Input records —
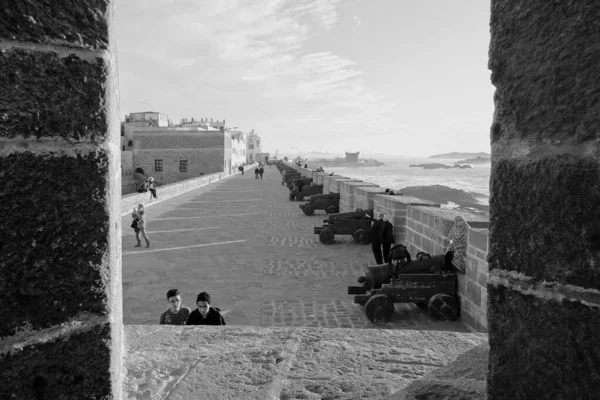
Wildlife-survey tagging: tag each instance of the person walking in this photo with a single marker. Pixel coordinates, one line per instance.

* * *

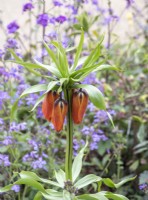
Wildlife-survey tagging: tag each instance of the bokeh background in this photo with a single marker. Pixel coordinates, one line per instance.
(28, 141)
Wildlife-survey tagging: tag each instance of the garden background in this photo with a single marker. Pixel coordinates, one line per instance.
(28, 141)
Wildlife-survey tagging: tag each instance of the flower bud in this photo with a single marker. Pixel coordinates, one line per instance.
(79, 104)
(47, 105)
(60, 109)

--

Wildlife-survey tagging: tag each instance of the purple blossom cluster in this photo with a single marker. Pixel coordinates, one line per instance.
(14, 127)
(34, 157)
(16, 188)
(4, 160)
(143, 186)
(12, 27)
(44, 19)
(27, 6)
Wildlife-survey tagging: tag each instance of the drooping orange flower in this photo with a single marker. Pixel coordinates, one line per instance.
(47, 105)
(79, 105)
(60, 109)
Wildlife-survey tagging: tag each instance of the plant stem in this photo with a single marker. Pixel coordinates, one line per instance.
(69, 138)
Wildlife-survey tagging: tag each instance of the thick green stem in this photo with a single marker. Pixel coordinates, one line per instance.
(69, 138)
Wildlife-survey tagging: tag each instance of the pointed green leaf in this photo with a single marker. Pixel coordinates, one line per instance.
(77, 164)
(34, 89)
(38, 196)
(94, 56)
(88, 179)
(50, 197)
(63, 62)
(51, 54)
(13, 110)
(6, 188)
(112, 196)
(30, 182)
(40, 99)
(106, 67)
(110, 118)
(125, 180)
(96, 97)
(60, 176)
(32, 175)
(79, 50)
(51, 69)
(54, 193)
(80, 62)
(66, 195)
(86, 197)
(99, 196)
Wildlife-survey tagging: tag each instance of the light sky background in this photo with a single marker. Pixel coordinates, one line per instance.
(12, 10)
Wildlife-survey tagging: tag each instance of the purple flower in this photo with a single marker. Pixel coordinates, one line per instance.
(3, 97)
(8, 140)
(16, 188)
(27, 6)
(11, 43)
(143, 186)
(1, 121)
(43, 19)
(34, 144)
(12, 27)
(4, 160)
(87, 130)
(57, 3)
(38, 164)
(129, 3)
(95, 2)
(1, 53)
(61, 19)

What the task asks —
Extract every line of the material above that contains the string "background", copying each such line in full. Case counts.

Answer in full —
Wildlife-survey tagging: tag each instance of the bokeh background in this photo with a single marker. Pixel coordinates, one line per instance.
Wildlife-survey tagging: tag each instance of the garden background in this photo with a single marker. Pixel coordinates, one line per instance.
Wildlife-survey tagging: tag each instance of the light sky background in this photo with a single marker. Pixel coordinates, one line per instance.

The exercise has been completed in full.